===== Selected text =====

One minute you’re doing the downward dog, the next you’re listening to conspiracy theories about Covid or the new world order. How did the desire to look after yourself become so toxic?
A background story about how a healthgroup became conspiracytheorists. Not a completely new subject, but still relevant.
"They have been moving generally to far-right views, bordering on racism, and really pro-Russian views, with the Ukraine war,” she says. “It started very much with health, with ‘Covid doesn’t exist’, anti-lockdown, anti-masks, and it became anti-everything: the BBC lie, don’t listen to them; follow what you see on the internet.”
Things came to a head when one day, before a meditation session – an activity designed to relax the mind and spirit, pushing away all worldly concerns – the group played a conspiratorial video arguing that 15-minute cities and low-traffic zones were part of a global plot. Jane finally gave up.
This apparent radicalisation of a nice, middle-class, hippy-ish group feels as if it should be a one-off, but the reality is very different. The “wellness-to-woo pipeline” – or even “wellness-to-fascism pipeline” – has become a cause of concern to people who study conspiracy theories.
Things came to a head when one day, before a meditation session – an activity designed to relax the mind and spirit, pushing away all worldly concerns – the group played a conspiratorial video arguing that 15-minute cities and low-traffic zones were part of a global plot.
One of the leaders of the German branch of the QAnon movement – a conspiracy founded on the belief that Donald Trump was doing battle with a cabal of Satanic paedophiles led by Hillary Clinton and George Soros, among others – was at first best known as the author of vegan cookbooks.
Something about the strange mixture of mistrust of the mainstream, the intimate nature of the relationship between a therapist, spiritual adviser, or even personal trainer, and their client, combined with the conspiratorial world in which we now live, is giving rise to a new kind of radicalisation.

===== Data section =====

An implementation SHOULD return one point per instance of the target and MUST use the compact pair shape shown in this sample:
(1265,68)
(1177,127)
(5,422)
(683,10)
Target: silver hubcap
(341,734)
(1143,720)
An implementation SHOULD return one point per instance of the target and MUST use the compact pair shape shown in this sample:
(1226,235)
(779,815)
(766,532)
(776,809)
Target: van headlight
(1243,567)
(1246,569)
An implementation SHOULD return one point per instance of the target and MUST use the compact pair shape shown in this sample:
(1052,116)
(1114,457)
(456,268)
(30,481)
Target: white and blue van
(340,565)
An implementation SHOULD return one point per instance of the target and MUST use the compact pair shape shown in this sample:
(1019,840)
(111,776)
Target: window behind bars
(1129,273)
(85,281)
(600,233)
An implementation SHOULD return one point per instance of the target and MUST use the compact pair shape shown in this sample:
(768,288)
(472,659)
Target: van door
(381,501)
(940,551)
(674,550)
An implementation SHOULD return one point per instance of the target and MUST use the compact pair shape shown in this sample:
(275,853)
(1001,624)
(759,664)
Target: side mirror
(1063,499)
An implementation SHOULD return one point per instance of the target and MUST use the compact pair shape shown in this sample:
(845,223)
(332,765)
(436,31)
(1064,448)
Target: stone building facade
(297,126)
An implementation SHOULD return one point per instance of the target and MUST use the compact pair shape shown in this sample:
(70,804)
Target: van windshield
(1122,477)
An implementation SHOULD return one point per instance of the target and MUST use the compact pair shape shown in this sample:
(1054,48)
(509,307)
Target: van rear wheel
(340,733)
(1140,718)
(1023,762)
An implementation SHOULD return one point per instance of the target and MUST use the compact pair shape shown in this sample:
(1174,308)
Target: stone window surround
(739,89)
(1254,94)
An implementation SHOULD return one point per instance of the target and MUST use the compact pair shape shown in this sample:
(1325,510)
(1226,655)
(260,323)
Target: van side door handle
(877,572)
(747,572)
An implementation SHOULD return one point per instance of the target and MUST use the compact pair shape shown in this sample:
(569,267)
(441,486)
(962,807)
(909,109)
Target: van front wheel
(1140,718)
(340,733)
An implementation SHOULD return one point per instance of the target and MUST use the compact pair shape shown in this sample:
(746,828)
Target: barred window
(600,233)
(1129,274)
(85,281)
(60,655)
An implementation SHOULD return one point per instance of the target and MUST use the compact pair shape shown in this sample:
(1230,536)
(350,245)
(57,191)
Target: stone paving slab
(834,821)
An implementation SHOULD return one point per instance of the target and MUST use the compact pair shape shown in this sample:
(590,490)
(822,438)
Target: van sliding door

=====

-- About this task --
Reproduce the complete passage on wellness groups and conspiracy theories word for word. These rows have no connection to the passage on wellness groups and conspiracy theories.

-- Written solution --
One minute you’re doing the downward dog, the next you’re listening to conspiracy theories about Covid or the new world order. How did the desire to look after yourself become so toxic?
A background story about how a healthgroup became conspiracytheorists. Not a completely new subject, but still relevant.
"They have been moving generally to far-right views, bordering on racism, and really pro-Russian views, with the Ukraine war,” she says. “It started very much with health, with ‘Covid doesn’t exist’, anti-lockdown, anti-masks, and it became anti-everything: the BBC lie, don’t listen to them; follow what you see on the internet.”
Things came to a head when one day, before a meditation session – an activity designed to relax the mind and spirit, pushing away all worldly concerns – the group played a conspiratorial video arguing that 15-minute cities and low-traffic zones were part of a global plot. Jane finally gave up.
This apparent radicalisation of a nice, middle-class, hippy-ish group feels as if it should be a one-off, but the reality is very different. The “wellness-to-woo pipeline” – or even “wellness-to-fascism pipeline” – has become a cause of concern to people who study conspiracy theories.
Things came to a head when one day, before a meditation session – an activity designed to relax the mind and spirit, pushing away all worldly concerns – the group played a conspiratorial video arguing that 15-minute cities and low-traffic zones were part of a global plot.
One of the leaders of the German branch of the QAnon movement – a conspiracy founded on the belief that Donald Trump was doing battle with a cabal of Satanic paedophiles led by Hillary Clinton and George Soros, among others – was at first best known as the author of vegan cookbooks.
Something about the strange mixture of mistrust of the mainstream, the intimate nature of the relationship between a therapist, spiritual adviser, or even personal trainer, and their client, combined with the conspiratorial world in which we now live, is giving rise to a new kind of radicalisation.